Passage shown>

Christina Hendricks in L’Wren Scott – What is this?!?! Goth’s bath-robe? Ladies smoking jacket? Yet another gown that clearly doesn’t fit her? It makes her look an alien-shade of pale, which in turn makes her hair look a wig-shade of fake and adds stumpy, lumpy and bumpy into the bargain too. And when you’re using words that sound like names for the seven dwarves to describe a dress, you know you’re in trouble.
Nicole Kidman in Nina Ricci – The other day, my boyfriend and I saw Nicole Kidman on a massive billboard advertising watches. ‘She looks baaaaaaaad,’ pronounced the boyfriend (and we’re not cool enough to use ‘bad’ to mean ‘good’). If she’s looking bad even with a SWAT team of stylists, make-up artists, lighting crews and air-brushers, it’s doubtful that she’s ever gonna look truly great on the red carpet again. Given what we’ve seen so far, this isn’t even that offensive, but the inclusion of the busy necklace on top of the already busy neckline is just bizarre. And up-close, it really does look like it was put together using off-cuts from a haberdashery.

Record excerpts>
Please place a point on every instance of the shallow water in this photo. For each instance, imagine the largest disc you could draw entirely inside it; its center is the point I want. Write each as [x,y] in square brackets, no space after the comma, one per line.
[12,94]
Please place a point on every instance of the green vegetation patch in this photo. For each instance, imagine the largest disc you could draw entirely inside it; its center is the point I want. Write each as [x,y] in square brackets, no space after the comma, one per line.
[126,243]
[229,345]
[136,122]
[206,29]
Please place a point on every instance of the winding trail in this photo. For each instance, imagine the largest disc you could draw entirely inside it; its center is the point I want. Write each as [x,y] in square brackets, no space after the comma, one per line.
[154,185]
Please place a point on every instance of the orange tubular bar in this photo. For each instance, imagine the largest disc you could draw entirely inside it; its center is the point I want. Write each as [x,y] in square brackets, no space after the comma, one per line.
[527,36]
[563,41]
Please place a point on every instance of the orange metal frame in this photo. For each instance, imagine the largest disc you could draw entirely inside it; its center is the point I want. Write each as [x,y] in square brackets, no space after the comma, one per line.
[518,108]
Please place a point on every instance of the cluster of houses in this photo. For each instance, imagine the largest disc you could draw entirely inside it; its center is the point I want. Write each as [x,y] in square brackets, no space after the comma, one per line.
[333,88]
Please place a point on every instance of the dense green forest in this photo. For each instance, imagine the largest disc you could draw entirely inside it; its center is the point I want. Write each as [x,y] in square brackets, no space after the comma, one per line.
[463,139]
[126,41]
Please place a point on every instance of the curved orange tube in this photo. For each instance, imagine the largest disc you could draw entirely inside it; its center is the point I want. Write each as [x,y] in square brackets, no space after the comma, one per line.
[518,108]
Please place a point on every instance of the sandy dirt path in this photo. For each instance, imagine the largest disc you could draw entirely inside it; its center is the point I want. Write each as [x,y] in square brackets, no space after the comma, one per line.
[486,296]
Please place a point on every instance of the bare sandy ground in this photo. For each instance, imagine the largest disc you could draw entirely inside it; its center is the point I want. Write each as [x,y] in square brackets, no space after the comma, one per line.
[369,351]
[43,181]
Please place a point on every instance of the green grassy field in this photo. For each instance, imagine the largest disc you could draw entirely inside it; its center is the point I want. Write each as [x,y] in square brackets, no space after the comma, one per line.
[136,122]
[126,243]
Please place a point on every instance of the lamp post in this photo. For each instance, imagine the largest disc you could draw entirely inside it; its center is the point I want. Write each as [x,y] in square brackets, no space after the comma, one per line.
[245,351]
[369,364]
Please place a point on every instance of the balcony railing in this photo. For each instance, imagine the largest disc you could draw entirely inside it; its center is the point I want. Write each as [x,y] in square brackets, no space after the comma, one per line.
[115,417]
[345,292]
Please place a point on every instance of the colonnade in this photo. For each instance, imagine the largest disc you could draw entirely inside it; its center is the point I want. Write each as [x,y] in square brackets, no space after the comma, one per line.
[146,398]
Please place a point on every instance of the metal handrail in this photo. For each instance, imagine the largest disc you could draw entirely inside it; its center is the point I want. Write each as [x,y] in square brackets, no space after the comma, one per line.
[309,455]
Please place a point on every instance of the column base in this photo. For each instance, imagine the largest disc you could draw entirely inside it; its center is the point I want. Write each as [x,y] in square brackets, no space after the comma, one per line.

Aim 1>
Please rewrite the paragraph of the red-carpet critique that begins "Christina Hendricks in L’Wren Scott" more briefly, keeping its main facts.
Aim 2>
Answer these questions from the red-carpet critique:
(a) Which designer's outfit does Nicole Kidman wear?
(b) Which three words does the writer use for the Christina Hendricks dress that sound like names for the seven dwarves?
(c) What was Nicole Kidman advertising on the billboard?
Aim 3>
Write out the red-carpet critique between "Nicole Kidman in" and "from a haberdashery.", inclusive, changing "watches" to "perfume".

Task output 1>
Christina Hendricks wears an L’Wren Scott gown that the writer mocks as a possible goth’s bath-robe or ladies smoking jacket and says clearly doesn’t fit her. It makes her look alien-pale and her hair look fake, and it makes her look stumpy, lumpy and bumpy. Those words sound like names for the seven dwarves, a sure sign of trouble.

Task output 2>
(a) Nina Ricci
(b) Stumpy, lumpy and bumpy
(c) Watches

Task output 3>
Nicole Kidman in Nina Ricci – The other day, my boyfriend and I saw Nicole Kidman on a massive billboard advertising perfume. ‘She looks baaaaaaaad,’ pronounced the boyfriend (and we’re not cool enough to use ‘bad’ to mean ‘good’). If she’s looking bad even with a SWAT team of stylists, make-up artists, lighting crews and air-brushers, it’s doubtful that she’s ever gonna look truly great on the red carpet again. Given what we’ve seen so far, this isn’t even that offensive, but the inclusion of the busy necklace on top of the already busy neckline is just bizarre. And up-close, it really does look like it was put together using off-cuts from a haberdashery.